_AUSGEWÄHLTER AUSZUG_.
----------------------------------------

Perspektiven für eine »Rekommunalisierung plus«

Ziel der Studie war, die Ergebnisse für die Gestaltung der Zukunft der Bewohner*innen im Untersuchungsgebiet nutzbar zu machen. Für diesen Zweck wurden mit den Fragebögen auch Informationen zu Einkommen, Wohndauer und Haushaltsgröße abgefragt, um aus diesem Wissen über die sozioökonomische Lage sowie aus den Positionen der Mieter*innen modellhafte Handlungsansätze für zukünftige Formen der nachbarschaftlichen Unterstützung ableiten zu können.

Die Voraussetzungen und das Interesse der Menschen, an nachbarschaftlichen Projekten mitzuwirken, sind sehr unterschiedlich. Dieses Wissen ist für uns zentral, um geeignete Formate und Orte für die gegenseitige nachbarschaftliche Unterstützung zu finden.

----------------------------------------

_LISTE DER ZEILEN_.
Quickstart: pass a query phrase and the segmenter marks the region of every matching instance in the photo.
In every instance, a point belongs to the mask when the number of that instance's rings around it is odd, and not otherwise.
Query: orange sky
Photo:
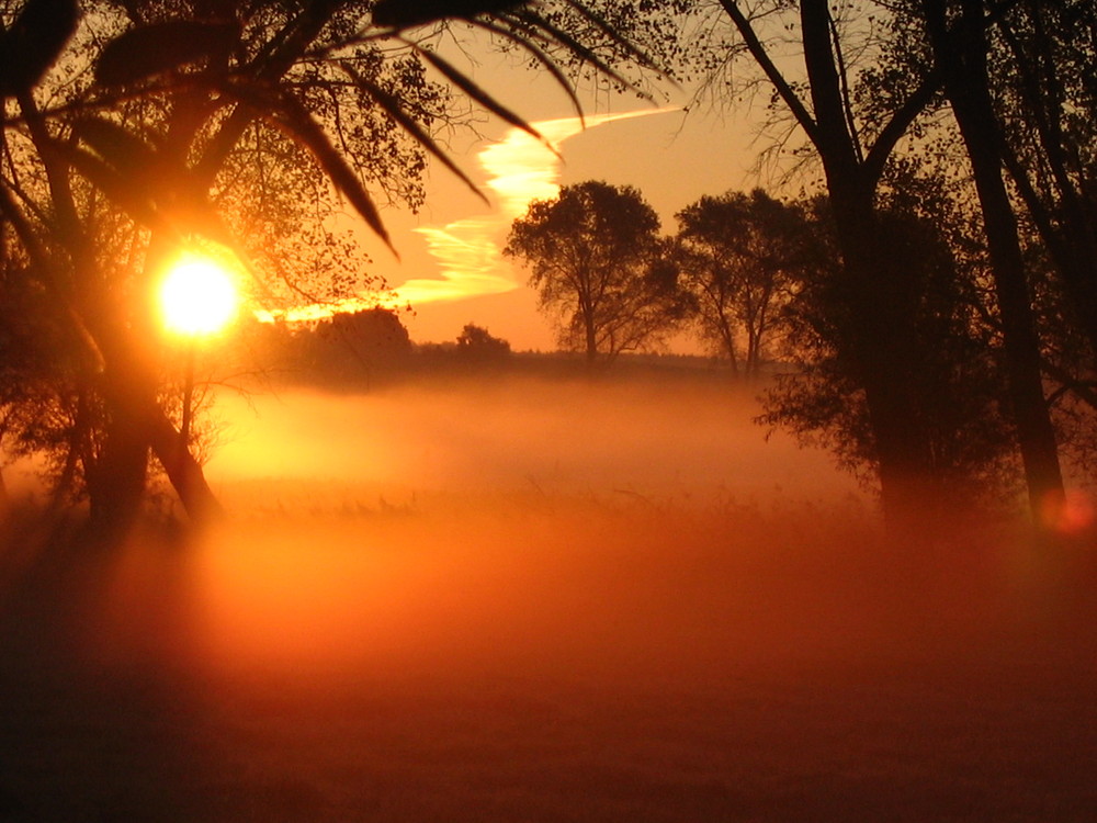
[[[635,185],[659,212],[664,232],[671,233],[675,212],[702,194],[757,182],[748,171],[755,151],[746,123],[703,112],[686,115],[680,93],[651,103],[602,92],[585,105],[584,129],[544,72],[490,56],[470,70],[532,121],[557,154],[519,129],[489,121],[480,129],[483,138],[455,149],[455,156],[490,206],[438,168],[420,214],[384,215],[399,260],[363,232],[376,271],[415,311],[406,323],[416,341],[452,341],[466,323],[476,323],[516,350],[555,348],[551,324],[538,312],[525,273],[500,251],[511,222],[531,200],[554,196],[559,184],[599,179]]]

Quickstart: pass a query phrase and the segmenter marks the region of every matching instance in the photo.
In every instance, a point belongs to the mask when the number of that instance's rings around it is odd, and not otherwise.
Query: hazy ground
[[[25,556],[0,820],[1089,821],[1085,535],[884,540],[704,380],[223,406],[234,521]]]

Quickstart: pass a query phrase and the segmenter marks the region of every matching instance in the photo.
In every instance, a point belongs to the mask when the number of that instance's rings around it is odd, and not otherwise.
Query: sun
[[[188,337],[219,331],[239,302],[231,274],[208,258],[181,257],[160,284],[165,327]]]

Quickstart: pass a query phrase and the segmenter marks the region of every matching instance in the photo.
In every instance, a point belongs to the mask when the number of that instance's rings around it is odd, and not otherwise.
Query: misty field
[[[885,538],[709,375],[220,399],[224,527],[9,523],[0,820],[1097,819],[1092,534]]]

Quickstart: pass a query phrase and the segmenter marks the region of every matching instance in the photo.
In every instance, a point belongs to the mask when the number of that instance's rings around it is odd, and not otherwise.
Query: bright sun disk
[[[239,297],[231,275],[212,260],[183,258],[160,286],[163,325],[180,335],[210,335],[236,314]]]

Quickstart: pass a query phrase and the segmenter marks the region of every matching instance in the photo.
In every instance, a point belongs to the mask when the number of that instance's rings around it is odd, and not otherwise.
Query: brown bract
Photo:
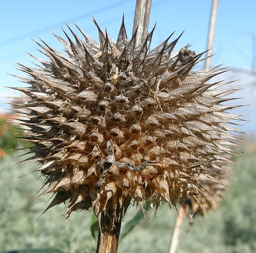
[[[46,210],[68,201],[68,217],[91,207],[99,216],[130,198],[172,206],[205,181],[219,183],[214,174],[233,153],[226,145],[239,140],[229,121],[240,119],[226,111],[237,107],[222,104],[234,90],[209,82],[226,70],[192,71],[203,53],[173,52],[180,36],[150,51],[155,27],[135,47],[136,32],[129,40],[123,20],[116,43],[93,21],[99,43],[68,27],[75,43],[55,35],[67,53],[42,40],[49,60],[31,55],[38,68],[19,64],[29,86],[15,88],[26,96],[14,110],[35,144],[34,171],[46,177],[42,194],[55,194]]]

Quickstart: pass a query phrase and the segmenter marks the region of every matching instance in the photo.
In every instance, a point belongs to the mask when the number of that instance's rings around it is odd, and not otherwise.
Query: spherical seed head
[[[49,60],[33,56],[39,68],[19,64],[30,86],[17,88],[26,96],[14,110],[35,144],[35,171],[47,178],[42,194],[55,194],[46,210],[69,200],[68,217],[91,207],[98,215],[110,199],[130,197],[172,205],[205,181],[219,182],[211,170],[229,161],[225,145],[238,139],[228,124],[239,120],[226,112],[235,107],[221,104],[234,91],[209,83],[223,69],[191,71],[203,53],[173,52],[179,37],[150,51],[155,27],[135,47],[123,20],[116,43],[94,22],[99,43],[69,27],[76,43],[65,31],[67,40],[55,36],[67,54],[42,40]]]

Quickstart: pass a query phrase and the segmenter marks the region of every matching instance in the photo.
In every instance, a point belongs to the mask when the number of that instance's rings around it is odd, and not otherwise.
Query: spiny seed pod
[[[231,159],[231,156],[229,156]],[[233,162],[231,163],[233,164]],[[195,192],[189,199],[182,203],[191,216],[200,214],[205,215],[211,209],[218,208],[223,197],[230,179],[231,164],[221,163],[219,165],[221,168],[211,167],[210,175],[219,182],[206,180],[202,184],[199,190]]]
[[[42,194],[55,194],[46,210],[68,200],[67,218],[92,207],[99,216],[110,200],[172,206],[205,181],[219,182],[212,169],[229,162],[225,145],[239,132],[229,120],[240,119],[226,111],[236,106],[222,104],[235,92],[219,89],[228,83],[208,82],[226,70],[191,71],[204,52],[173,52],[181,35],[150,51],[155,27],[135,47],[137,33],[127,39],[123,19],[116,43],[93,21],[99,43],[68,26],[76,43],[65,31],[67,40],[55,35],[67,54],[42,40],[49,60],[31,55],[42,67],[19,64],[30,86],[15,88],[26,96],[14,110],[34,143],[34,171],[46,177]]]

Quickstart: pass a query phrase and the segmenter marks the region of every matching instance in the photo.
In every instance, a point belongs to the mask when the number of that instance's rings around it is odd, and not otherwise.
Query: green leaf
[[[6,251],[2,251],[0,253],[64,253],[63,251],[55,249],[17,249]]]
[[[99,234],[99,222],[94,213],[92,213],[91,218],[91,233],[92,237],[96,239]]]
[[[145,219],[142,210],[139,210],[133,218],[129,221],[123,227],[121,239],[126,236],[141,221]]]

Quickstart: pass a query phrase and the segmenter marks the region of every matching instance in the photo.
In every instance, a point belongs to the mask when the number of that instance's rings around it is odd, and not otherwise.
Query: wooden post
[[[133,35],[138,27],[136,36],[135,47],[145,40],[148,34],[148,23],[150,16],[151,3],[152,0],[137,0],[133,21]]]
[[[211,18],[210,20],[209,29],[208,31],[208,38],[207,43],[206,56],[208,57],[205,60],[205,69],[208,69],[211,68],[211,57],[209,57],[212,53],[212,48],[213,45],[213,39],[214,38],[215,24],[216,23],[216,17],[217,15],[218,4],[219,0],[212,0],[212,11],[211,12]]]

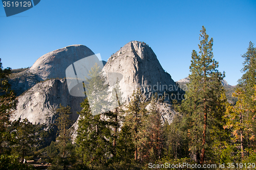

----------------------------------------

Wie würdest du den Auszug über die Studie zur »Rekommunalisierung plus« nach seinem letzten Satz fortsetzen?

_ANTWORT_.
Wir betrachten die Selbstorganisierung und das Vorhandensein nachbarschaftlicher Netzwerke als Grundlage für die erfolgreiche Mitbestimmung von Mieter*innen im kommunalem Wohnungsbestand. Wie unsere Studie zeigt, sind diese nachbarschaftlichen Netzwerke am Kottbusser Tor auch immer migrantische Netzwerke. Einerseits zeigt die hohe Anzahl der türkisch- und arabischsprachigen Haushalte die Bedeutung der Migrationsgeschichte im untersuchten Gebiet. Dabei ist auch interessant, dass diese Gruppen überdurchschnittlich lange (12,5 Jahre) am Kottbusser Tor wohnen und ihr Einkommen im Vergleich zum Durchschnitt niedriger ist (913 Euro im Verhältnis zum Berliner Durchschnitt von 1250 Euro). Insgesamt beträgt das Durchschnittseinkommen im Untersuchungsgebiet nur 77 Prozent des Durchschnittseinkommens in der Umgebung. (ebd., 38) Daraus ist zu schließen, dass der Verdrängungsdruck, der auf der ansässigen Bewohnerschaft lastet, besonders groß ist. Dies gilt umso mehr für die türkisch- und arabischsprachigen Haushalte und Familien.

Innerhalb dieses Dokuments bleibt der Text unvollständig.